*Task instructions*. Edit the lines of the material starting with the line that contains "Put a dot on the rhododendron" and going on through the line that contains "<point>42,158</point>" by changing every "dot" to "marker" and keeping everything else the same. Give back only those lines.

Lines of data
══════════

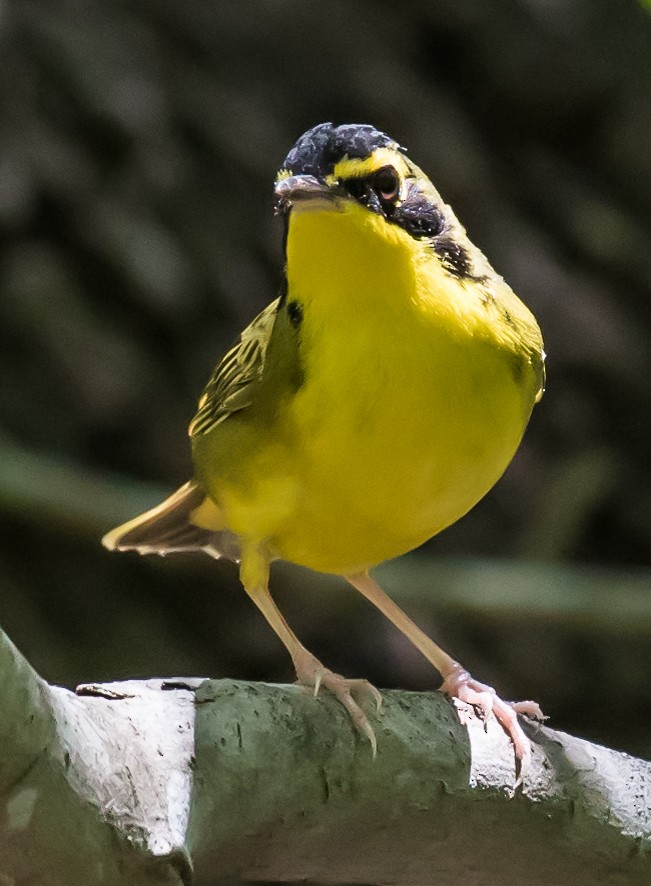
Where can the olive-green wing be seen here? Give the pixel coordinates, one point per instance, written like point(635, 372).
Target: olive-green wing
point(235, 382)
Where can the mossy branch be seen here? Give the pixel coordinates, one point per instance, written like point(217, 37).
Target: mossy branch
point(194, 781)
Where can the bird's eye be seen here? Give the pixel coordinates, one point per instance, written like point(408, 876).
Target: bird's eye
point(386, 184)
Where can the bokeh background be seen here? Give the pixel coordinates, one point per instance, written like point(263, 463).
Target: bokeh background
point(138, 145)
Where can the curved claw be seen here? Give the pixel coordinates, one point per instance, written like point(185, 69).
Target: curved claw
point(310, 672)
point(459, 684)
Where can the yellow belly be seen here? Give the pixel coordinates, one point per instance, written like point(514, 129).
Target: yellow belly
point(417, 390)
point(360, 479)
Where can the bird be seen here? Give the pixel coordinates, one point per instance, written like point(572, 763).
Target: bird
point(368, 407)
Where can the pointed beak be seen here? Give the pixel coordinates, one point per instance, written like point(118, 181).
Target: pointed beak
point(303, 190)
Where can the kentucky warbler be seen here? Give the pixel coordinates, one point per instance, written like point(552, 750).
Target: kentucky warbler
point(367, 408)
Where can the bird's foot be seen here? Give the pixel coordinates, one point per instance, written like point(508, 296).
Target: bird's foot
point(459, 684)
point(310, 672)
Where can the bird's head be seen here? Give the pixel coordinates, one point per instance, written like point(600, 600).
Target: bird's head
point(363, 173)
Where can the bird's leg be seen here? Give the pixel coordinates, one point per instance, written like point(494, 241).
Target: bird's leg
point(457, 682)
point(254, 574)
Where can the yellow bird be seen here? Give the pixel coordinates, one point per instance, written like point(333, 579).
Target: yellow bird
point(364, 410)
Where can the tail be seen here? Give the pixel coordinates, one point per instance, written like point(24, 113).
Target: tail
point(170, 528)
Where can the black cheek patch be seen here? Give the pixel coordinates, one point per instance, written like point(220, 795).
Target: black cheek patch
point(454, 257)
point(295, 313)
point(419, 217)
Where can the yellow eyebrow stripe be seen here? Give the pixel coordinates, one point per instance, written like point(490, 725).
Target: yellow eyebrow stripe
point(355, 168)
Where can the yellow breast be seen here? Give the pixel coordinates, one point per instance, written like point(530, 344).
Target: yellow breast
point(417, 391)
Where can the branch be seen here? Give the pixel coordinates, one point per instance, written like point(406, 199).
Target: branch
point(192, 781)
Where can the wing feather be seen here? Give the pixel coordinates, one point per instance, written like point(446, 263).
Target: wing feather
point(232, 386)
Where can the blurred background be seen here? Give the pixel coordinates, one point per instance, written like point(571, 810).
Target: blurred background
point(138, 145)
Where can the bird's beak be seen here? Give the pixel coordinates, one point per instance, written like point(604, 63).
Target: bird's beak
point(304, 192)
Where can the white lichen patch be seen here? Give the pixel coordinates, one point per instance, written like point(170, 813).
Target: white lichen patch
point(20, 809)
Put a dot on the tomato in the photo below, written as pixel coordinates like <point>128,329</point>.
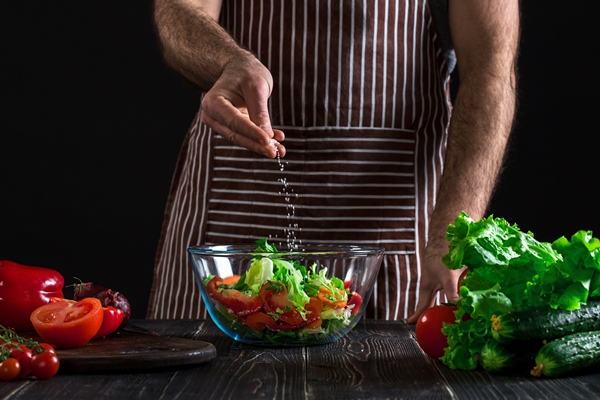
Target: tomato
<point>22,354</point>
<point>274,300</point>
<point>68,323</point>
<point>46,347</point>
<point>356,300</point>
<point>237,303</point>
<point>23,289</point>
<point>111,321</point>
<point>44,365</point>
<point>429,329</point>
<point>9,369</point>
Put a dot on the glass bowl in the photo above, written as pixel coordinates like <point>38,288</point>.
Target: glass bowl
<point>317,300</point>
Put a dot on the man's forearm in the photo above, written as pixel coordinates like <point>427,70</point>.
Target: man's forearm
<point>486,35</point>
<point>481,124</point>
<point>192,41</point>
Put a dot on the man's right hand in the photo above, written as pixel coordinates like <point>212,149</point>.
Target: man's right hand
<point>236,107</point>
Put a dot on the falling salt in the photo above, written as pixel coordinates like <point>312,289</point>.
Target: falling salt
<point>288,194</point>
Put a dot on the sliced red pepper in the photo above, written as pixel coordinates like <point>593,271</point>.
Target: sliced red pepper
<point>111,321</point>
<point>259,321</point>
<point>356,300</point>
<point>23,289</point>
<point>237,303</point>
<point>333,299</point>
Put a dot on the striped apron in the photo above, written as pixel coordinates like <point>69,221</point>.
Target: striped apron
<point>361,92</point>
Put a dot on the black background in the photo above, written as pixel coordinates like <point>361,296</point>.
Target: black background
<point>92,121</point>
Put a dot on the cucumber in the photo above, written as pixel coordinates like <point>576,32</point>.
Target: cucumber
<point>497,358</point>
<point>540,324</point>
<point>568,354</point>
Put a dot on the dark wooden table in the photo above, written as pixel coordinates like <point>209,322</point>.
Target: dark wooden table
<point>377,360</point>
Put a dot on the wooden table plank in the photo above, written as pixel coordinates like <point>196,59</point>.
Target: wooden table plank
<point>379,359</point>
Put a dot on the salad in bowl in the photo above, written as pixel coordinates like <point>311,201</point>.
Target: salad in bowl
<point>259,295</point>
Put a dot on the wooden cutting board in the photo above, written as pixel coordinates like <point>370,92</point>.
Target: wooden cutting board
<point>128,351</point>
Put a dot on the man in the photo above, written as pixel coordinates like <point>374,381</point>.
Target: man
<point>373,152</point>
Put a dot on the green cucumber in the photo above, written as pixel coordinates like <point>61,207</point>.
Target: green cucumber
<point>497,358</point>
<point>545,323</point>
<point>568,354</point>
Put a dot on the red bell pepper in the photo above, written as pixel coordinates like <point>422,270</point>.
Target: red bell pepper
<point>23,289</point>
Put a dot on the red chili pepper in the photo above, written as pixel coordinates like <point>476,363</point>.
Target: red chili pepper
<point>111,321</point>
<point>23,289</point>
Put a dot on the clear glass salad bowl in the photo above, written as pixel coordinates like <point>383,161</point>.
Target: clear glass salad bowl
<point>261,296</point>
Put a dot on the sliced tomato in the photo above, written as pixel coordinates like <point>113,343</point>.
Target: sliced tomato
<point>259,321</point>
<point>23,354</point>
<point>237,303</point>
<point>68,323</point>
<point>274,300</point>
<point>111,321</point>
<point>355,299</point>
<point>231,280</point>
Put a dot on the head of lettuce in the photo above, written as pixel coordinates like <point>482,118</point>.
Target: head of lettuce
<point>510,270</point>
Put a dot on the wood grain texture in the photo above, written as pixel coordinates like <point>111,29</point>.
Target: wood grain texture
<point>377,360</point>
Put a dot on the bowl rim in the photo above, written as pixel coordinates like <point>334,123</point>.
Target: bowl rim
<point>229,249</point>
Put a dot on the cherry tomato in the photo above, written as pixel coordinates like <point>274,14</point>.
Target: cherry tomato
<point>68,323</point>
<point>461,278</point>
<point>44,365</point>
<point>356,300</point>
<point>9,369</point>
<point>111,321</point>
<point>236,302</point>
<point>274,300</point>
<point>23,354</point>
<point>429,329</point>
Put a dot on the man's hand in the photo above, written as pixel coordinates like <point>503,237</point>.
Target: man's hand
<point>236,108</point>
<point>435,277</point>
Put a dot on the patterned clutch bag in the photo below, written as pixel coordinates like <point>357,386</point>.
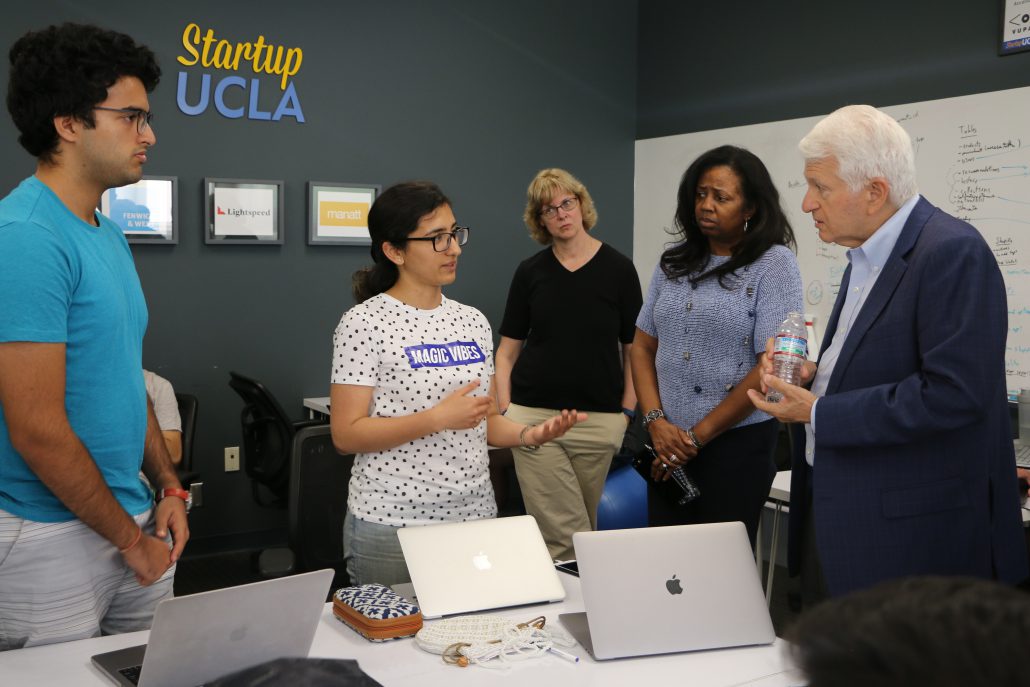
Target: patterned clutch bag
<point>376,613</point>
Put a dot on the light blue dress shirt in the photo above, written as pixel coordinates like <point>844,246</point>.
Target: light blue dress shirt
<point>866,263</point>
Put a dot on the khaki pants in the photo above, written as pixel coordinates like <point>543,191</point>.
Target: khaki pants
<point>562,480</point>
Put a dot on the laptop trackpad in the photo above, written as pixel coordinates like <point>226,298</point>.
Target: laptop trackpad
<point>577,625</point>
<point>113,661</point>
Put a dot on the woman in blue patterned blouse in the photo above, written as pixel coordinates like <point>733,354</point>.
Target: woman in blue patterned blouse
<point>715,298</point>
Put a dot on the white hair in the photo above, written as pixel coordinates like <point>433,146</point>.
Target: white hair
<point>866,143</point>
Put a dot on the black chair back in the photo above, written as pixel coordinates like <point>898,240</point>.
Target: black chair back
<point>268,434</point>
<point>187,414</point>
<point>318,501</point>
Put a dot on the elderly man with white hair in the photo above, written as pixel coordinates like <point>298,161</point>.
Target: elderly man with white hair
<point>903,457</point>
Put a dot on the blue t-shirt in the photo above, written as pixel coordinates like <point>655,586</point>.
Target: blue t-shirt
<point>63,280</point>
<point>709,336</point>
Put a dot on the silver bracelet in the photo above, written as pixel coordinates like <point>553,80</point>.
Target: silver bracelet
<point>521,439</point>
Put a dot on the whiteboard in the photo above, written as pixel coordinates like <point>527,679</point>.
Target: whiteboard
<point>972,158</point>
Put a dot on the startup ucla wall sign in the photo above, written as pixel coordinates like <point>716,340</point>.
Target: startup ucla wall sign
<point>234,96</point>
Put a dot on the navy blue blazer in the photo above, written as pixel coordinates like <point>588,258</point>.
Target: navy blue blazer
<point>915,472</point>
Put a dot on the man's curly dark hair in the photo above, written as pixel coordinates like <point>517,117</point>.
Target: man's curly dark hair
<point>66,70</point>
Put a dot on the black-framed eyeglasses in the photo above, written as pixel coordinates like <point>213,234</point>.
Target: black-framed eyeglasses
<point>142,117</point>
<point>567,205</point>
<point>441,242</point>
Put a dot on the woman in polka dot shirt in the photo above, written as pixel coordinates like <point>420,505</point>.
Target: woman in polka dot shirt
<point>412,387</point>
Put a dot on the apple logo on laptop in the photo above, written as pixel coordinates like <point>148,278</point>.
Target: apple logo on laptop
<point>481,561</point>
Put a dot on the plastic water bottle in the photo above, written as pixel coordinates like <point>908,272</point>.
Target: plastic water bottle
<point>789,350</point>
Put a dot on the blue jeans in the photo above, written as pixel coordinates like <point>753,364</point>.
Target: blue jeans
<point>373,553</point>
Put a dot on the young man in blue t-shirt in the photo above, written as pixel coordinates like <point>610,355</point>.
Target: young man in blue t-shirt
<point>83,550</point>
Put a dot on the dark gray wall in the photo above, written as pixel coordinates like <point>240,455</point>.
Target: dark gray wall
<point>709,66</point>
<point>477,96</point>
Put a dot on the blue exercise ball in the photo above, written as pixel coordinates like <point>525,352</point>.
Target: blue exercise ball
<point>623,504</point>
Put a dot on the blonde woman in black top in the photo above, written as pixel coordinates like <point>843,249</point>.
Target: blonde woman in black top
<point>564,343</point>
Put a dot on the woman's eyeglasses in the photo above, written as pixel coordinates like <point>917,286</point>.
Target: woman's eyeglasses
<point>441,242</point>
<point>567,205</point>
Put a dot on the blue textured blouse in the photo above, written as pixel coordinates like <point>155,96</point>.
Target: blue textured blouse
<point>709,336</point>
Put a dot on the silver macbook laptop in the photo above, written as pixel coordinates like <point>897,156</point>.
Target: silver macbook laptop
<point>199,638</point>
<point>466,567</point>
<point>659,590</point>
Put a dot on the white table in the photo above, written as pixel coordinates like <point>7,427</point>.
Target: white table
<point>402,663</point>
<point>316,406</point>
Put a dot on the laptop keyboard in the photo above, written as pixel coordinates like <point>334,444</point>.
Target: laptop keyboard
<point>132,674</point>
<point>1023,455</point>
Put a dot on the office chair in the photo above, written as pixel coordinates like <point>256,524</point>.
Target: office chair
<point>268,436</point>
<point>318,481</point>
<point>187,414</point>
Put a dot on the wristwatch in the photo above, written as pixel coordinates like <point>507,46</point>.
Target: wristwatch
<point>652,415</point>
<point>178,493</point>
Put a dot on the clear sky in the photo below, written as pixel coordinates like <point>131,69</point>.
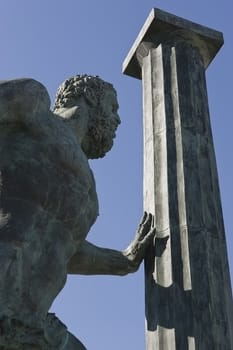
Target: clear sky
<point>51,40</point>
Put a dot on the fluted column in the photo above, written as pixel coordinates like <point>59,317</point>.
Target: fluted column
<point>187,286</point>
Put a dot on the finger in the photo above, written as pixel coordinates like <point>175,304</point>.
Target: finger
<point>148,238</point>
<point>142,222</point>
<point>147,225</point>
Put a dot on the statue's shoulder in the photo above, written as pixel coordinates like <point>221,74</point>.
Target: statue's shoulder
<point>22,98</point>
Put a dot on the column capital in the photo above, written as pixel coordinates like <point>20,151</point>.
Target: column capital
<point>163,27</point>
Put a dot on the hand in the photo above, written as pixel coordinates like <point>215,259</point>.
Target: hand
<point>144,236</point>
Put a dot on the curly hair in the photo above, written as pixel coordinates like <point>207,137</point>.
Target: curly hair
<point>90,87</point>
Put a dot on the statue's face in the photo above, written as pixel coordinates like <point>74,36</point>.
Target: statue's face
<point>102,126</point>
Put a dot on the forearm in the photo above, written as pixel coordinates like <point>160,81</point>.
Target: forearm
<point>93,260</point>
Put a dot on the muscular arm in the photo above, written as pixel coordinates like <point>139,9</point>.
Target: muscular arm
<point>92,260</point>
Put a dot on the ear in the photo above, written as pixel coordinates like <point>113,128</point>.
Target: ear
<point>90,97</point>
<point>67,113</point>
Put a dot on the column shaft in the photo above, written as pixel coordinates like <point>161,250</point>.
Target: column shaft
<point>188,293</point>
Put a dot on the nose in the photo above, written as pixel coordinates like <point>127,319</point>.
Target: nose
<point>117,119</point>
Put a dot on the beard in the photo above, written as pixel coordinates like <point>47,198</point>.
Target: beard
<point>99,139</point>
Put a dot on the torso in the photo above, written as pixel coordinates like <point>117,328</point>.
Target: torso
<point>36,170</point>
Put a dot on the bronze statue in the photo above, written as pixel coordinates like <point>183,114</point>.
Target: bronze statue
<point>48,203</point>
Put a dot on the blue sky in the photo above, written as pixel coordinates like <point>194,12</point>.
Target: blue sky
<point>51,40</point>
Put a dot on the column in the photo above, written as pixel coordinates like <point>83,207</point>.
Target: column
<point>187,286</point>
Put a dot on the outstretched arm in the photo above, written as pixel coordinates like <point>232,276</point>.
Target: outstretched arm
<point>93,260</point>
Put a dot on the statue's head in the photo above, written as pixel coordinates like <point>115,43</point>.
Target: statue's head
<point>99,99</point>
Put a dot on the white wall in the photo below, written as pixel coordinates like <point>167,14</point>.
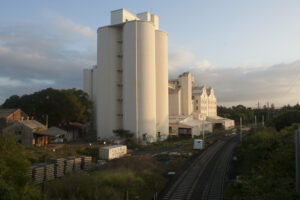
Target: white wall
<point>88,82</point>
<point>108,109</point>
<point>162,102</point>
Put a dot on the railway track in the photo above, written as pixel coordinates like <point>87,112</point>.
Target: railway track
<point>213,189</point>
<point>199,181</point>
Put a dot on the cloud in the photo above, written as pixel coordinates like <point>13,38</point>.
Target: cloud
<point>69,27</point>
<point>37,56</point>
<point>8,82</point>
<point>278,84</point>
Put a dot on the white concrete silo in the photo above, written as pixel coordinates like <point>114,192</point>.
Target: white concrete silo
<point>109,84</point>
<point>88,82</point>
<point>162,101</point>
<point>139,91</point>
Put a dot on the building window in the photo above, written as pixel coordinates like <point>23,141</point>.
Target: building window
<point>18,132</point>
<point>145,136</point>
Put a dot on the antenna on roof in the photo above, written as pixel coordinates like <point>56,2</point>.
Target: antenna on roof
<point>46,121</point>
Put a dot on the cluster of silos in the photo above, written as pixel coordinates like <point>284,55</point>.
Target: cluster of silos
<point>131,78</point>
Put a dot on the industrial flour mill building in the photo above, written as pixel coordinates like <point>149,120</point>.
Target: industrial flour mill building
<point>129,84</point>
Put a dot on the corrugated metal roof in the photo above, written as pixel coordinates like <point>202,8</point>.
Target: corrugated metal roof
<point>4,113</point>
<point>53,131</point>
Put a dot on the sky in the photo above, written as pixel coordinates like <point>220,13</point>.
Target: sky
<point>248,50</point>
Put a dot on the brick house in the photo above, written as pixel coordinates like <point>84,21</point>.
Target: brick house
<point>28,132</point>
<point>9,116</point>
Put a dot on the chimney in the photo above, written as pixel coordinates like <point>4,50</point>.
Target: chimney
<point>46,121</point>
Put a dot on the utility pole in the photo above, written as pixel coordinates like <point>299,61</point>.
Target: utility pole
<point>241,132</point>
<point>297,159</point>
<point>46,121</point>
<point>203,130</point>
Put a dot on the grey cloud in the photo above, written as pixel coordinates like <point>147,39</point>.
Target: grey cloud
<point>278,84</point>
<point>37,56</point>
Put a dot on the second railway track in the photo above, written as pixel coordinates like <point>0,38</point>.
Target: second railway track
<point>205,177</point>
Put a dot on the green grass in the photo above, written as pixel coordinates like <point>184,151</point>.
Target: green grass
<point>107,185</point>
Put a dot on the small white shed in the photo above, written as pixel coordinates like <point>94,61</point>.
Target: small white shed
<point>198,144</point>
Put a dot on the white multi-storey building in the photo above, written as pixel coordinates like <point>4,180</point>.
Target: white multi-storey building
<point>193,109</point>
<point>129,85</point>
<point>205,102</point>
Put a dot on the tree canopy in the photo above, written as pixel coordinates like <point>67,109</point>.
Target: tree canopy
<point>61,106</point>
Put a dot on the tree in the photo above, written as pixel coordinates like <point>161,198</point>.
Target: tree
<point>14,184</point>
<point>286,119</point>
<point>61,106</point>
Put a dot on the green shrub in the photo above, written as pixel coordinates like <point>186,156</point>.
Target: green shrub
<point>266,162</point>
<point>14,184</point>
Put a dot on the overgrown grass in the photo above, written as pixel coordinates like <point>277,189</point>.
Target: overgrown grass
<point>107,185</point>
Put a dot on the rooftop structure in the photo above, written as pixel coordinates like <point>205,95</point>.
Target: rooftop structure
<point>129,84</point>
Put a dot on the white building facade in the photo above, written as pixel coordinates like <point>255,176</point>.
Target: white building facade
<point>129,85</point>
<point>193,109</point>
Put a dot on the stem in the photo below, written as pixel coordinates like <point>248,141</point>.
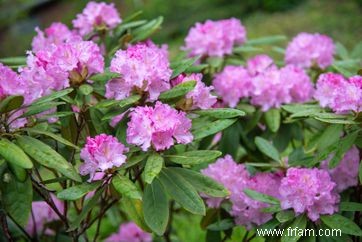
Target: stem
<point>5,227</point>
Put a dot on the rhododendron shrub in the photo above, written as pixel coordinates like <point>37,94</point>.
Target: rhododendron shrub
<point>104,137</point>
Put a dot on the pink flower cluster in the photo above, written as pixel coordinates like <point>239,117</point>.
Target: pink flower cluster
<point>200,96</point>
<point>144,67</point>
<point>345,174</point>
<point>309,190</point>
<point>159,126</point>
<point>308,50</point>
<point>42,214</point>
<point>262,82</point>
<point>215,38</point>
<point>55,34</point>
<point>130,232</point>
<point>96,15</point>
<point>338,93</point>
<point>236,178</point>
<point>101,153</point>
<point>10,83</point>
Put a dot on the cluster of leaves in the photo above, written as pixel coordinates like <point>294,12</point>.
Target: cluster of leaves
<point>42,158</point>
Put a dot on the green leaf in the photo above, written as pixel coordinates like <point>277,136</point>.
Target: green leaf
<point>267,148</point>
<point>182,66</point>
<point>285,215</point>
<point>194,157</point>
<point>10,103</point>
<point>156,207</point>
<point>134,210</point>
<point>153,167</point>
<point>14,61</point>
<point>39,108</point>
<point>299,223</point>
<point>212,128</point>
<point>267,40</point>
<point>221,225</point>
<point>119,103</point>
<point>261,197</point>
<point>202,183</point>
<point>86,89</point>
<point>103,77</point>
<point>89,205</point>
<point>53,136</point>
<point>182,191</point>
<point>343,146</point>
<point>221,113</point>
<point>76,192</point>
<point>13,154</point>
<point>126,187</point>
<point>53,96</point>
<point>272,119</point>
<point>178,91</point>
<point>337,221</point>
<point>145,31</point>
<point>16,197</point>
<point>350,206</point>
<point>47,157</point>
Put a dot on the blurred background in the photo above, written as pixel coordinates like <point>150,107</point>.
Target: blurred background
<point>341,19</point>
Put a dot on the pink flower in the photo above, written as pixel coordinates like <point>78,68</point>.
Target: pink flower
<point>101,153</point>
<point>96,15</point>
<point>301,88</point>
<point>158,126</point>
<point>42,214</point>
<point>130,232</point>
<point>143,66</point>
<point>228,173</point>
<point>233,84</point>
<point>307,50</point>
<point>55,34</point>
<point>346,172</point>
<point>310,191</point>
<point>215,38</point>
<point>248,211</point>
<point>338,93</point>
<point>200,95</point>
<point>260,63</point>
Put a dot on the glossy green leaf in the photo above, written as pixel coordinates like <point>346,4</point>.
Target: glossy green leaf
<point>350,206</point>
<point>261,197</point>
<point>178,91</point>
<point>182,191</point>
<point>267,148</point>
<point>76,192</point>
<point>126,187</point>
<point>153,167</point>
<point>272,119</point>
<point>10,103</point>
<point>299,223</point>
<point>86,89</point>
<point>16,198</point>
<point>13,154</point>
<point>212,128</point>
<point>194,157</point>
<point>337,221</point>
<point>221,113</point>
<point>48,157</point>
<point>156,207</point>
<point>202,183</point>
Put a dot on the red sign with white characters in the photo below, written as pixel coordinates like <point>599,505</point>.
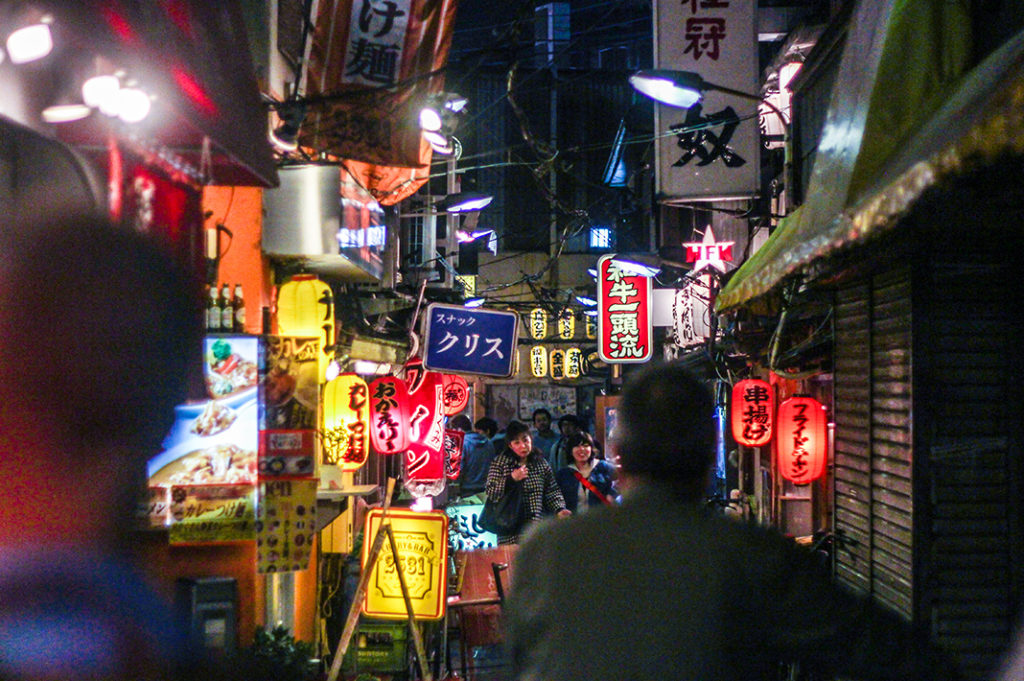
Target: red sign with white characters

══════════

*Written answer*.
Put a marker on the rhododendron shrub in the photo above, written as pixel coordinates like <point>37,94</point>.
Target: rhododendron shrub
<point>104,137</point>
Put a marker on the pink flower cluster in the photo above, written as pixel coordinates like <point>239,117</point>.
Target: pink flower cluster
<point>200,96</point>
<point>144,67</point>
<point>345,174</point>
<point>309,190</point>
<point>159,126</point>
<point>308,50</point>
<point>42,214</point>
<point>262,82</point>
<point>215,38</point>
<point>55,34</point>
<point>130,232</point>
<point>96,15</point>
<point>338,93</point>
<point>236,178</point>
<point>101,153</point>
<point>10,83</point>
Put a marker on the cluster of leaves in the photo above, written as pixel coordinates like <point>294,12</point>.
Target: cluster of leaves
<point>42,158</point>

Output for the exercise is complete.